I think I am too tired to be alive.

For those who don’t know, I’m a nurse at a long term care facility.  I work evening shift (3 to 11) part time (four days a week) and my schedule varies: this past week I was off on Tuesday, Wednesday, and Thursday.

On Friday I dragged myself to work and found out that one of my residents had deteriorated rapidly since Monday.

Friday night into Saturday I stayed up too late.  And by “late” I mean that I went to bed around 4:00 in the morning.

Saturday I dragged myself to work.

Saturday into Sunday was the time change, and on top of losing an hour I didn’t sleep well.  I woke up two or three times and when I did sleep it wasn’t deep and was more like waking dreams.  Weird dreams.  The kind of dreams that make you doubt your sanity.

Sunday I dragged myself to work and found out that another of my residents had gone downhill since the night before.

And in the course of my shift I found that another had done the same.

━━━━━━━━━━━━━━━━━━━━━━━━━━━━━━

**Work instructions:**
1. In the nurse's post about a tiring week, what hours does the evening shift cover?
2. Using the nurse's post about a tiring week, explain why the night from Saturday into Sunday gave so little rest.
3. Write the next part of the nurse's post about a tiring week, beginning after its final sentence.

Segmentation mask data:
━━━━━━━━━━━━━━━━━━━━━━━━━━━━━━

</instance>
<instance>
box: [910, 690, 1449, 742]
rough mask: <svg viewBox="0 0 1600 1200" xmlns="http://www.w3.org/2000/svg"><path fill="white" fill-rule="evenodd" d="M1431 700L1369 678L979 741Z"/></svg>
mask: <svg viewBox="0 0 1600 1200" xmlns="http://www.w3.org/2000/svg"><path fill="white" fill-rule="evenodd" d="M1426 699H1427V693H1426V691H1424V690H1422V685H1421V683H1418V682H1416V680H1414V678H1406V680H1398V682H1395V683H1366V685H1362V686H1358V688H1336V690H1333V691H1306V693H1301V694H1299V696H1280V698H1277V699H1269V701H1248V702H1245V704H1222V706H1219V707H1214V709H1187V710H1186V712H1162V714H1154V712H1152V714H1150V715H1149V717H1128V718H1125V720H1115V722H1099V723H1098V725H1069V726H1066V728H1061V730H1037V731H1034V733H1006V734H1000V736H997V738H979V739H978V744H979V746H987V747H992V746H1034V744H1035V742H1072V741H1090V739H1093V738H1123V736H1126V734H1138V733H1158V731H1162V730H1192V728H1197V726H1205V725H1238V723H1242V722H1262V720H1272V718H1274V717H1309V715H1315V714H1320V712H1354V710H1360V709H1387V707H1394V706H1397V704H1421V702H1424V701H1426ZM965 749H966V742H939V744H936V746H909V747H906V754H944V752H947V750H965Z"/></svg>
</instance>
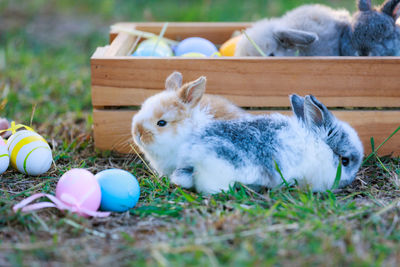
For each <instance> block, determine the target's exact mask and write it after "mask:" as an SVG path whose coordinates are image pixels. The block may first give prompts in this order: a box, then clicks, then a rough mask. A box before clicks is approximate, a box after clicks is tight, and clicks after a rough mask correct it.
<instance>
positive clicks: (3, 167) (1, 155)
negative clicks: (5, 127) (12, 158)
mask: <svg viewBox="0 0 400 267" xmlns="http://www.w3.org/2000/svg"><path fill="white" fill-rule="evenodd" d="M0 138H1V137H0ZM1 141H2V140H0V142H1ZM8 165H10V157H9V156H8V150H7V147H6V146H5V145H2V144H1V143H0V174H2V173H3V172H5V171H6V170H7V168H8Z"/></svg>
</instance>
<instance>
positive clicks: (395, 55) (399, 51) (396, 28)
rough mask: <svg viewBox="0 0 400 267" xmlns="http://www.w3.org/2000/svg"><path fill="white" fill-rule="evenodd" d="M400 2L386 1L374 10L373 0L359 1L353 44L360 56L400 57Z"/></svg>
mask: <svg viewBox="0 0 400 267" xmlns="http://www.w3.org/2000/svg"><path fill="white" fill-rule="evenodd" d="M399 2H400V0H386V1H385V2H384V3H383V4H382V5H381V6H380V7H377V8H372V7H371V0H358V2H357V5H358V9H359V11H358V12H357V13H355V14H354V16H353V21H352V27H351V28H352V43H353V46H354V48H355V49H356V53H357V55H358V56H400V26H399V25H396V20H397V18H398V17H399V13H398V10H396V6H398V4H399Z"/></svg>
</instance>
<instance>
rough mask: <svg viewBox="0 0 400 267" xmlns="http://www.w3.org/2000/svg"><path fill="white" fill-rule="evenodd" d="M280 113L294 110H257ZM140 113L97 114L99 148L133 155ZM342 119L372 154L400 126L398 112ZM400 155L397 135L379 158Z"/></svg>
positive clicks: (110, 112)
mask: <svg viewBox="0 0 400 267" xmlns="http://www.w3.org/2000/svg"><path fill="white" fill-rule="evenodd" d="M272 112H280V113H282V114H286V115H291V114H292V113H291V112H290V111H268V112H265V111H262V112H260V111H257V112H253V113H258V114H260V113H272ZM135 113H136V111H133V110H98V109H95V110H94V111H93V120H94V138H95V145H96V147H97V148H100V149H112V150H116V151H119V152H122V153H132V152H133V151H132V149H131V147H130V145H129V143H131V144H132V137H131V122H132V117H133V115H134V114H135ZM333 114H335V116H337V117H338V118H339V119H341V120H344V121H346V122H348V123H349V124H350V125H351V126H353V127H354V128H355V130H356V131H357V132H358V134H359V136H360V138H361V141H362V142H363V145H364V151H365V154H369V153H370V152H371V142H370V138H371V137H372V136H373V137H374V140H375V146H376V147H377V146H378V145H379V144H381V143H382V142H383V141H384V140H385V139H386V138H387V137H389V135H390V134H391V133H393V131H394V130H396V128H397V127H399V125H400V117H399V112H398V111H339V110H337V111H333ZM392 153H393V155H396V156H399V155H400V135H394V136H393V137H392V138H391V139H390V140H389V141H388V142H387V143H386V144H385V145H384V146H383V147H382V148H381V149H380V150H379V153H378V154H379V155H388V154H392Z"/></svg>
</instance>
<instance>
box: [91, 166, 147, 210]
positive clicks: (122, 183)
mask: <svg viewBox="0 0 400 267" xmlns="http://www.w3.org/2000/svg"><path fill="white" fill-rule="evenodd" d="M96 178H97V180H98V181H99V184H100V188H101V196H102V197H101V206H100V209H101V210H105V211H116V212H124V211H127V210H129V209H131V208H133V207H134V206H135V205H136V203H137V202H138V200H139V195H140V187H139V183H138V181H137V180H136V178H135V176H133V175H132V174H130V173H129V172H127V171H124V170H119V169H109V170H104V171H101V172H99V173H98V174H96Z"/></svg>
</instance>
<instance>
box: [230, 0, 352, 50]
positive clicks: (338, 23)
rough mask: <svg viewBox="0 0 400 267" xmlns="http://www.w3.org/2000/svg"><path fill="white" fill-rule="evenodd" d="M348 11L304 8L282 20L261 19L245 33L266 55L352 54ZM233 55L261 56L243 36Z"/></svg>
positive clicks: (287, 12)
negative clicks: (255, 43)
mask: <svg viewBox="0 0 400 267" xmlns="http://www.w3.org/2000/svg"><path fill="white" fill-rule="evenodd" d="M350 21H351V16H350V14H349V12H348V11H346V10H344V9H341V10H334V9H332V8H330V7H327V6H323V5H318V4H315V5H303V6H300V7H298V8H296V9H293V10H292V11H289V12H287V13H286V14H285V15H284V16H283V17H281V18H272V19H264V20H261V21H258V22H256V23H255V24H254V25H253V26H252V27H251V28H249V29H247V30H246V33H247V35H248V36H249V37H250V38H251V39H253V40H254V42H255V43H256V44H257V45H258V46H259V47H260V48H261V50H262V51H263V52H264V53H265V55H267V56H339V55H344V56H348V55H353V54H354V49H352V46H351V44H350ZM235 56H261V55H260V53H259V52H258V51H257V50H256V48H255V47H254V46H253V45H252V44H251V43H250V41H249V40H248V39H247V38H246V36H244V35H243V36H242V37H241V39H240V40H239V42H238V44H237V47H236V52H235Z"/></svg>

━━━━━━━━━━━━━━━━━━━━━━━━━━━━━━

**Response list:**
1. The evening shift runs from 3 to 11.

2. The time change that night cost an hour. On top of that, the writer slept badly, waking two or three times. The sleep that did come was shallow and full of weird, waking-style dreams.

3.
A long time ago I coined a phrase that describes me right now: “pemmed out.” It stands for Physically, Emotionally, and Mentally exhausted.

And I get to drag myself to work again today.

I’m half tempted to go to bed without doing any writing, but it is times like this that writing is needed.

I need to lose myself in the world I’ve created, interact with the people who live in it, let my emotions color the story.

And the emotions fit the scene that I’m writing.

One character is dead: another is mourning him and trying to come to terms with his death and his part in it.

One character is critically injured: another is watching over him and trying to come to terms with his injury, the death of the other, the turmoil of another, and a few other things as well.

One character is pragmatic enough to know that he can’t do anything about any of the above so he’s going to sleep so at least one person is able to function the next day.

One character is reluctantly going to go lie down but will spend what’s left of the night awake and worrying.

And in the morning they all have to explain to a five year old what happened.

It sort of puts my problems into perspective.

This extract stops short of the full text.